JOB |
Exactly reproduce the line containing "Can you find the short" together with every line after it, through the end of the entries, and give nothing more.
========================================================================
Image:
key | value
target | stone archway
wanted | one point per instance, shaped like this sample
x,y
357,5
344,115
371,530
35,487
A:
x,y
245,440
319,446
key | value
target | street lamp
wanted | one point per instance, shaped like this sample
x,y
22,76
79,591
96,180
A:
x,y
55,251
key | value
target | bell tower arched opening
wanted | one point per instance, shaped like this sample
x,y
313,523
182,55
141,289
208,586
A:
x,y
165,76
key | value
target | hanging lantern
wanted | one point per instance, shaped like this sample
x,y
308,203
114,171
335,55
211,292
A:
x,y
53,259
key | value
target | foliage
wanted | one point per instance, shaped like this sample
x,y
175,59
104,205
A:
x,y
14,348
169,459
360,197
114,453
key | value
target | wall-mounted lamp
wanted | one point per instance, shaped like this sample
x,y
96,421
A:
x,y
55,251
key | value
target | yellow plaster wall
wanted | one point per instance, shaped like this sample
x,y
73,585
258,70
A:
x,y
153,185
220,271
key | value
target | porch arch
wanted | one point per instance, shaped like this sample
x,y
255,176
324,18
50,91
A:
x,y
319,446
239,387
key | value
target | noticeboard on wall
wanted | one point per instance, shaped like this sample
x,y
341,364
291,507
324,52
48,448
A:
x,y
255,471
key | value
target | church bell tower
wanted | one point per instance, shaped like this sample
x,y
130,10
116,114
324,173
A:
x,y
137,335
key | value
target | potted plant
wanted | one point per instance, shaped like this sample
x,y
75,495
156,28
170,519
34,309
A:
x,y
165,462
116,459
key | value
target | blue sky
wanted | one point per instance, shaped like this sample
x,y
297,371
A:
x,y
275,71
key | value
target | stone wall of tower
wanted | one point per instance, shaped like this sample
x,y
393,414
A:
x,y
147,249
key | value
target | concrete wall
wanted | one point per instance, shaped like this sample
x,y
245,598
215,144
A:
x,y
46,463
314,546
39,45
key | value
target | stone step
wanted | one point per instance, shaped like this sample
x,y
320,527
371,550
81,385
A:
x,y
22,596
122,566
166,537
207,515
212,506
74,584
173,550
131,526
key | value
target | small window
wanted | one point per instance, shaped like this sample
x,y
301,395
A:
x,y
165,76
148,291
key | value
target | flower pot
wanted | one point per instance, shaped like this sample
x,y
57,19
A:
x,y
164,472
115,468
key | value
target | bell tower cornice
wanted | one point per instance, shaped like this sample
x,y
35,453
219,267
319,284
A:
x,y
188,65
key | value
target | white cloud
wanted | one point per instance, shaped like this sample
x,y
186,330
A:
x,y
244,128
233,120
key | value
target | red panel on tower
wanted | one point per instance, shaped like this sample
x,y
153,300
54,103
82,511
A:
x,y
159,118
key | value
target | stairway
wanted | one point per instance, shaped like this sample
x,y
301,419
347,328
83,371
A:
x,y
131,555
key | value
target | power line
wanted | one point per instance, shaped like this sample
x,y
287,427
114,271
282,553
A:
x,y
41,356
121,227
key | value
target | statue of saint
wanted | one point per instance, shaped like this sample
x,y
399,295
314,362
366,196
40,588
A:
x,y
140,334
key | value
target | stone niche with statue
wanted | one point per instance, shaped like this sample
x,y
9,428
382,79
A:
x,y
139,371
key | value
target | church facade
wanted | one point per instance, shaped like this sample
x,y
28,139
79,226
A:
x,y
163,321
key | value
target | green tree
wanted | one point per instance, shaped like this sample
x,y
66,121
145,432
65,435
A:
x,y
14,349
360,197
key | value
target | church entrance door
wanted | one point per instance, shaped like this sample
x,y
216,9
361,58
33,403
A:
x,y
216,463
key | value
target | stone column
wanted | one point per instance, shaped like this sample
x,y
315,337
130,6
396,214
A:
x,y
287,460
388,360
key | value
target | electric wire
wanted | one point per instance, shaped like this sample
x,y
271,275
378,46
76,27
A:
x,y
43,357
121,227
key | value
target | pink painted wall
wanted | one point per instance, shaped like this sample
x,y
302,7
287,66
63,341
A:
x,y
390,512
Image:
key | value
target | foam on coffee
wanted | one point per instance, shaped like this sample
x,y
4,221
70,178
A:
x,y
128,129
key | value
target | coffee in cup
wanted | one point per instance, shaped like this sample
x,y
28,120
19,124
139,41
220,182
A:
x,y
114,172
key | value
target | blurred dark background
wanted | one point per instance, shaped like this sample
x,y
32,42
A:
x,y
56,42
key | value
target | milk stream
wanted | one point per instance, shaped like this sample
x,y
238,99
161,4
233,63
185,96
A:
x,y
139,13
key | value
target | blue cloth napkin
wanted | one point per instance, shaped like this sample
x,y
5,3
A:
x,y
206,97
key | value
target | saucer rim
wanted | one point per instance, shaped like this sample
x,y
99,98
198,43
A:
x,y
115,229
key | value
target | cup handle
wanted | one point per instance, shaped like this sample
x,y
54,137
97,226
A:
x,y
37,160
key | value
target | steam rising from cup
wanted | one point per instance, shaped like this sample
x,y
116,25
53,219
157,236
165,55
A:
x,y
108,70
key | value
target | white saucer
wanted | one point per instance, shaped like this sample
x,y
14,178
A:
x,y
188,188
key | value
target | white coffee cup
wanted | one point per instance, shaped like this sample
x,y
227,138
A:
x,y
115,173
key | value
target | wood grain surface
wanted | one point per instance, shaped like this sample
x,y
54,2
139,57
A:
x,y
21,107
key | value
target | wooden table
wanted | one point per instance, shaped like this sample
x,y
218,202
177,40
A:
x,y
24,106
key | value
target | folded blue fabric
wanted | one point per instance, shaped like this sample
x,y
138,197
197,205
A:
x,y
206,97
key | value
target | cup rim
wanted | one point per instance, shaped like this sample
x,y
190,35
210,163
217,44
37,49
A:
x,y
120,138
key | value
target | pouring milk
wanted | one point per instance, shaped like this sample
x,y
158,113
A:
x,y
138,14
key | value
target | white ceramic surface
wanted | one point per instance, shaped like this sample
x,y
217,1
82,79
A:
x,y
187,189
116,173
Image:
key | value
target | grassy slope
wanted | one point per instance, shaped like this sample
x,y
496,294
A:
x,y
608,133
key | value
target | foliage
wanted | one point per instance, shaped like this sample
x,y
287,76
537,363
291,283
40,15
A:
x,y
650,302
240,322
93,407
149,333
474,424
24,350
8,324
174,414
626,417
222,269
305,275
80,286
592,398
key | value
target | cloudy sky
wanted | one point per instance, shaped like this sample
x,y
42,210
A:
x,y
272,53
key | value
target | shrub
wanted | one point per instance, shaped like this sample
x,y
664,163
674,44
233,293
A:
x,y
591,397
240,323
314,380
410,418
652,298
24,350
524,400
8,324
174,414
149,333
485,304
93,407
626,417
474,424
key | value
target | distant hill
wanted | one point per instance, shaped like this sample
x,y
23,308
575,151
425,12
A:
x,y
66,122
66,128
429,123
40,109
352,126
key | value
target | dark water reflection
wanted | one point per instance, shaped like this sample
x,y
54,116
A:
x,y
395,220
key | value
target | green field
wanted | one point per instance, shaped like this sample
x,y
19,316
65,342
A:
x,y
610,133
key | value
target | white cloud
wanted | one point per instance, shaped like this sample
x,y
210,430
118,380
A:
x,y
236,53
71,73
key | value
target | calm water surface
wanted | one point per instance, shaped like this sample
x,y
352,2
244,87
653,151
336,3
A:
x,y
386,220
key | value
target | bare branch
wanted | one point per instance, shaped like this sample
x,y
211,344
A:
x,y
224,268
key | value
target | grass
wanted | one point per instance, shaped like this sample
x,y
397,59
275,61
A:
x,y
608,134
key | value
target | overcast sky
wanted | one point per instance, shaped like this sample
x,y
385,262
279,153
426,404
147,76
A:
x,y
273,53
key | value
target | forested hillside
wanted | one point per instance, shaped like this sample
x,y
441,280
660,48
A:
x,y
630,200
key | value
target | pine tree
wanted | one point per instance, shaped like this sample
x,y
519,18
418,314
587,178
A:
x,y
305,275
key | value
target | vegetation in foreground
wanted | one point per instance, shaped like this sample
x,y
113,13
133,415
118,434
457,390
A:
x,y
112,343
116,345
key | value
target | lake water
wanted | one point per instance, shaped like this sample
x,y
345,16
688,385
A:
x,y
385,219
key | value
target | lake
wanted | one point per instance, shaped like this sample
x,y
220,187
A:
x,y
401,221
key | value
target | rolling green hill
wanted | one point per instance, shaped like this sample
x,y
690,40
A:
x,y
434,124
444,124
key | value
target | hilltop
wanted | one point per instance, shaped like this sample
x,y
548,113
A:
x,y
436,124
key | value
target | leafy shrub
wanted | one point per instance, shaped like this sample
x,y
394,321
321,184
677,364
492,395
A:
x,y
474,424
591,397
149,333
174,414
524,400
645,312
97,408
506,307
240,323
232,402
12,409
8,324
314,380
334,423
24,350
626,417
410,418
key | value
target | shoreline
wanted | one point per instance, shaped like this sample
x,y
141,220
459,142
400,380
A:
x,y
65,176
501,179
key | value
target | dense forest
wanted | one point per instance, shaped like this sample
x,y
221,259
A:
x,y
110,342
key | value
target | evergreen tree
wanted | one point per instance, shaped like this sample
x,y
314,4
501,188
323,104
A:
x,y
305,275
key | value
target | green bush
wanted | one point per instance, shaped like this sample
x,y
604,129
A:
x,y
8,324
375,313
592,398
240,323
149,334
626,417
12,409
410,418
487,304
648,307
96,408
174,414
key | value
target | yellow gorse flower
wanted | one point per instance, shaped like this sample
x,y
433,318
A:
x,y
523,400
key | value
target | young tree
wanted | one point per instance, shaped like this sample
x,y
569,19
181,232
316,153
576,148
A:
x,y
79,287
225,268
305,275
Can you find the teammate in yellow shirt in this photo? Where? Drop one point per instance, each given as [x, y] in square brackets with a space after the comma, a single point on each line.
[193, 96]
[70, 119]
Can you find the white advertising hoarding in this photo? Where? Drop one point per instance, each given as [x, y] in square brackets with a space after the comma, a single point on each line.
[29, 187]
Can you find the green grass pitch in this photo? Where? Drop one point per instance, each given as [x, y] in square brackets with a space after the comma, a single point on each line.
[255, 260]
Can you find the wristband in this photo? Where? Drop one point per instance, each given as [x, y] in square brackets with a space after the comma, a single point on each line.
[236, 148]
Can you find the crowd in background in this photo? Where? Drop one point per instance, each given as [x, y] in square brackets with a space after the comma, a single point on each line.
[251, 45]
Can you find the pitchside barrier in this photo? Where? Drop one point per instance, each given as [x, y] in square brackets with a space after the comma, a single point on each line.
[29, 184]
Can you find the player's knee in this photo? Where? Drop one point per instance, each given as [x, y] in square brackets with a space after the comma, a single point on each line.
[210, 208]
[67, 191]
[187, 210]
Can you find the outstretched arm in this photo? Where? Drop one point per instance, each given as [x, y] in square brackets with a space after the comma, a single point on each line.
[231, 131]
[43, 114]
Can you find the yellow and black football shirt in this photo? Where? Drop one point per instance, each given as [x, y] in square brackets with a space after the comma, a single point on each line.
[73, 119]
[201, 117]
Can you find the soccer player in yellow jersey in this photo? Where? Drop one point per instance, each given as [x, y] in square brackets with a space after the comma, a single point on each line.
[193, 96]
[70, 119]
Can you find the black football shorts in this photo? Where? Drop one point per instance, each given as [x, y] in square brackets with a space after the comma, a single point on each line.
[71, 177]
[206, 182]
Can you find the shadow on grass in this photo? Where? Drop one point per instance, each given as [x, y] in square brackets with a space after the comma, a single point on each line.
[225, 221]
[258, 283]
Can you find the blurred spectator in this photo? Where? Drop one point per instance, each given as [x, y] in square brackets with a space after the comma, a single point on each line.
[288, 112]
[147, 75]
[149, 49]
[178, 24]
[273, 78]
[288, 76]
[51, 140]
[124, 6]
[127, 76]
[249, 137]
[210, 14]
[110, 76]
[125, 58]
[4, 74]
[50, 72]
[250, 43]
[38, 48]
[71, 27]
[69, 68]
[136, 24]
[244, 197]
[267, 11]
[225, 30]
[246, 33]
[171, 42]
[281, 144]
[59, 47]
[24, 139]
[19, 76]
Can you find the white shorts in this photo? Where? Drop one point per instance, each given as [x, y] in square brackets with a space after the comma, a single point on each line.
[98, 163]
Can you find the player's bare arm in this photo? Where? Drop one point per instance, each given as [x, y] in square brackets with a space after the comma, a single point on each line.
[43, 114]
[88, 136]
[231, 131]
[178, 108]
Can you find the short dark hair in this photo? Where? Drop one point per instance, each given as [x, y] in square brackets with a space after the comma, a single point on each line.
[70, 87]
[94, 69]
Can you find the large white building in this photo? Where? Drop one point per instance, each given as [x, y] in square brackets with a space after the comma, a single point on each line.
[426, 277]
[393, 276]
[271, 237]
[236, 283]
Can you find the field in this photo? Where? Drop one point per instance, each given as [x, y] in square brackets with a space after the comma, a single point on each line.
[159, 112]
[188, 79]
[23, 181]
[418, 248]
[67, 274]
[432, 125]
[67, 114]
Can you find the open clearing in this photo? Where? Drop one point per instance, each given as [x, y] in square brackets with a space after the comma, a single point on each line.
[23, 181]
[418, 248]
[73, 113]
========================================================================
TASK ANSWER |
Can you find the short dark hair in this photo? Where? Drop one point per instance, each given as [x, y] in square brackets with a space after the comma, a single point on each line.
[70, 87]
[94, 69]
Can you find the large white building in this photo? Where? Drop one point per instance, each given as [x, y] in square brackets with a space after the comma, a single point on each line.
[426, 277]
[393, 276]
[271, 237]
[236, 283]
Can you find the field in this photo? Where? Drop one point per instance, each given as [x, y] in square brackets with a space after the comma, a single point on each line.
[159, 112]
[188, 79]
[23, 181]
[418, 248]
[67, 274]
[432, 125]
[67, 114]
Can you find the open clearing in this photo? Where? Drop one point per instance, each given as [x, y] in square brackets with a space after the comma, a single point on each line.
[23, 181]
[418, 248]
[73, 113]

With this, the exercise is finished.